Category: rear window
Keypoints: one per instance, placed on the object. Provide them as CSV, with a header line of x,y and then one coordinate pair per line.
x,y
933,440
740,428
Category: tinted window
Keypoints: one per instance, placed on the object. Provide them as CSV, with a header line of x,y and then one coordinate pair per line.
++++++++++
• [Aim of the task]
Rewrite the material with every "window" changed to "glass", keeping everything else the same.

• [Full solution]
Category: rear glass
Keypoints: one per instance, placed on the object. Provide them as CSV, with a header line of x,y and then one coordinate pair per line.
x,y
933,440
740,428
Category: tinted glass
Keypoints: one per instance, placed on the object. Provide them as CSV, with a header line of x,y and then one coordinate pair per line.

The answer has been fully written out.